Consignes
• 1. Répondez aux questions suivantes à l'aide du texte sur Philippe Morel.
(a) Quel métier Philippe Morel exerce-t-il « viscéralement » ?
(b) De quels siècles est le roman bourgeois où les femmes usent de fioles ?
(c) À l'univers de quel écrivain l'affaire du bon docteur est-elle rattachée ?
• 2. Recopiez tout le passage du texte sur Philippe Morel allant de « C’est un peu » jusqu'à « et des empoisonneuses. », en substituant « soviétique » à « britannique ».

Sur le vif - Lundi 16.02.15 - 12.07h

 

C’est un peu comme si, en pleine guerre mondiale, disons fin 43, ou début 44, on avait appris qu’un général américain passait, avec armes et bagages, dans le camp… britannique ! Transfuge au sein des Alliés. Nulle discordance idéologique. Non. Juste une affaire personnelle. Tel est Philippe Morel, viscéralement  chirurgien, ailé comme la Victoire, Philippe aux mille tours, odysséen, madré d’intelligence, chez qui la vie serait si belle, s’il n’y avait la sombre armada des prétendants et des empoisonneuses.

 

J’emploie « empoisonneuses » au féminin pluriel, non par misogynie (enfin si, un peu), mais parce que dans le roman bourgeois du dix-neuvième et du vingtième siècle, ce sont les femmes qui usent de fioles. Mon féminin, ici, est d’autant plus injuste que les apothicaires du Mal, dans l’affaire Morel, sont (presque) tous des hommes. Membres de son parti. Même nichée. Même Nœud de Vipères. L’affaire du bon docteur, c’est l’univers de Mauriac. A l’état pur.

Enregistrements de formes étiquetées:
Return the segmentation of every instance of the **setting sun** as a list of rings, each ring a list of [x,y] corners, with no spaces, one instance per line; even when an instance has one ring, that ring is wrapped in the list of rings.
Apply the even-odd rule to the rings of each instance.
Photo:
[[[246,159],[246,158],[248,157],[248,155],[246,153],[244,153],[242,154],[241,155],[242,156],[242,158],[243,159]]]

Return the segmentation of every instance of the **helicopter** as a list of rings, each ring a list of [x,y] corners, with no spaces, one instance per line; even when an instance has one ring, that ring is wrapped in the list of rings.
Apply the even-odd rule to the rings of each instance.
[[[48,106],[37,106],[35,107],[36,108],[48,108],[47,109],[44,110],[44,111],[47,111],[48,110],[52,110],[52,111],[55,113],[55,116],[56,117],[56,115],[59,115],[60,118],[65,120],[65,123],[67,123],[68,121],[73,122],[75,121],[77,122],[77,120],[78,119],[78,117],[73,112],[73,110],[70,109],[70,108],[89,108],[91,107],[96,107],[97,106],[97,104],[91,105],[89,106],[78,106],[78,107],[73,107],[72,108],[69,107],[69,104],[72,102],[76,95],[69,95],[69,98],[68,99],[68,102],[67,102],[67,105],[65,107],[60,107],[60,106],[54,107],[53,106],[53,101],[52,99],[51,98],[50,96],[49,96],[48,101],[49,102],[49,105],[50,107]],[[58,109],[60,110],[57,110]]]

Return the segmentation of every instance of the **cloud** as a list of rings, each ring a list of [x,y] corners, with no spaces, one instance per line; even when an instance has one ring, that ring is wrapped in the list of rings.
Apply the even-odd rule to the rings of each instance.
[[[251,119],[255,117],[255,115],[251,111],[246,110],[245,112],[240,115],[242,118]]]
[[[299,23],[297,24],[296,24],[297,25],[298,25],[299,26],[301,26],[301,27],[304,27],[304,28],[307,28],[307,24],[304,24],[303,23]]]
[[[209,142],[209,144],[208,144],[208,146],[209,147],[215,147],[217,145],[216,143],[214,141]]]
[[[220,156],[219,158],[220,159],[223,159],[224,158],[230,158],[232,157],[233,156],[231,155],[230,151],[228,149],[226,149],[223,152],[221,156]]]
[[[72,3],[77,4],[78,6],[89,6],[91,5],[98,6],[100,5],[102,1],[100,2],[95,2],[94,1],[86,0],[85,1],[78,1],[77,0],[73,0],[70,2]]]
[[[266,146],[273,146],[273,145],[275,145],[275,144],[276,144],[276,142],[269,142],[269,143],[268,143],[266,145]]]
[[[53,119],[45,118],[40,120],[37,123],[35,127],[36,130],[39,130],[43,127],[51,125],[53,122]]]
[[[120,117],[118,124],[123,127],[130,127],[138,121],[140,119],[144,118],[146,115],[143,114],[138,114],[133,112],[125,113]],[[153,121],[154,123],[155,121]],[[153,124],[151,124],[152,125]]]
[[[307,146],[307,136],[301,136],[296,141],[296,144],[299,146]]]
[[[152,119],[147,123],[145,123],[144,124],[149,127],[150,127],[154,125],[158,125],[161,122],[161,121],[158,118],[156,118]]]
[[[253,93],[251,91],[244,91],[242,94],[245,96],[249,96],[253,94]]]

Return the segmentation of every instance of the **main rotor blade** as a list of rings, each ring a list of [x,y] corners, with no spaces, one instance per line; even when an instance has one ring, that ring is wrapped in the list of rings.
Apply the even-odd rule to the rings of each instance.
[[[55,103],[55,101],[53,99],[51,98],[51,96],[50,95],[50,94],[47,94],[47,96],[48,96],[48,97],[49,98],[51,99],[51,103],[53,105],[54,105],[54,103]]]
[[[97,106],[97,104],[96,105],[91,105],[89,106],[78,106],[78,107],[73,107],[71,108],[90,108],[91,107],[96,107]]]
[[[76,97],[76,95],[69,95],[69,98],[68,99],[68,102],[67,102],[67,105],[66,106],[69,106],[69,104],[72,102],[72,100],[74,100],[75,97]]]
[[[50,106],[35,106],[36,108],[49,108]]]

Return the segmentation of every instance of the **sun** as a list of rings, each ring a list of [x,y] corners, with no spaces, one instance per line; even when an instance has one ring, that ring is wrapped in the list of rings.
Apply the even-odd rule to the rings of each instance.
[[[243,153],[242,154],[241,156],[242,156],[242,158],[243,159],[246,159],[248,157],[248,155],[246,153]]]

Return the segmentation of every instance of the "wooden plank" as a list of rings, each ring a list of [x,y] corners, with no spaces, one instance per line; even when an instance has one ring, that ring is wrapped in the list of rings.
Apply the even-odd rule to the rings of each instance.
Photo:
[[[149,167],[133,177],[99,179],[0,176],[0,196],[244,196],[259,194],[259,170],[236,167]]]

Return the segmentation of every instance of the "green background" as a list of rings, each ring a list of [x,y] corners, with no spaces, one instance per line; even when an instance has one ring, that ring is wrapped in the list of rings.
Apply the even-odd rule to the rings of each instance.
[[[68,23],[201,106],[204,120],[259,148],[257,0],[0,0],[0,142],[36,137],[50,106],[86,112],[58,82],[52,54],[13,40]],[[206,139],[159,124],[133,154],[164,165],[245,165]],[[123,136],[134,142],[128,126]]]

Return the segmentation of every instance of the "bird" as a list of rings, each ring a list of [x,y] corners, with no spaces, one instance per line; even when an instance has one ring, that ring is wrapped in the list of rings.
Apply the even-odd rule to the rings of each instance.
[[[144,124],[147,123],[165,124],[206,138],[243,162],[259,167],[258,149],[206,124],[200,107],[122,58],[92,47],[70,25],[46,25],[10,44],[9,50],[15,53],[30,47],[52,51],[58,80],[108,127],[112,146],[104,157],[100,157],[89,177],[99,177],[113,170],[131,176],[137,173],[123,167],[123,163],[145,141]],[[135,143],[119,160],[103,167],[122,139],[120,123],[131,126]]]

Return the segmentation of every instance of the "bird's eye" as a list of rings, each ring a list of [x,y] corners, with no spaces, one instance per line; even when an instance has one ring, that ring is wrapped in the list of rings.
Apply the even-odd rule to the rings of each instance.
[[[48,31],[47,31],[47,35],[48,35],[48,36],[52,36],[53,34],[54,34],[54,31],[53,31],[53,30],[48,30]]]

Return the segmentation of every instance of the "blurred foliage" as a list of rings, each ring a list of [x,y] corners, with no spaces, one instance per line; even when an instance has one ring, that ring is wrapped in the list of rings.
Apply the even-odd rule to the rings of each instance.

Réponses dans l'ordre
• 1.
(a) Il est chirurgien.
(b) Du dix-neuvième et du vingtième siècle.
(c) À l'univers de Mauriac.

• 2.
C’est un peu comme si, en pleine guerre mondiale, disons fin 43, ou début 44, on avait appris qu’un général américain passait, avec armes et bagages, dans le camp… soviétique ! Transfuge au sein des Alliés. Nulle discordance idéologique. Non. Juste une affaire personnelle. Tel est Philippe Morel, viscéralement  chirurgien, ailé comme la Victoire, Philippe aux mille tours, odysséen, madré d’intelligence, chez qui la vie serait si belle, s’il n’y avait la sombre armada des prétendants et des empoisonneuses.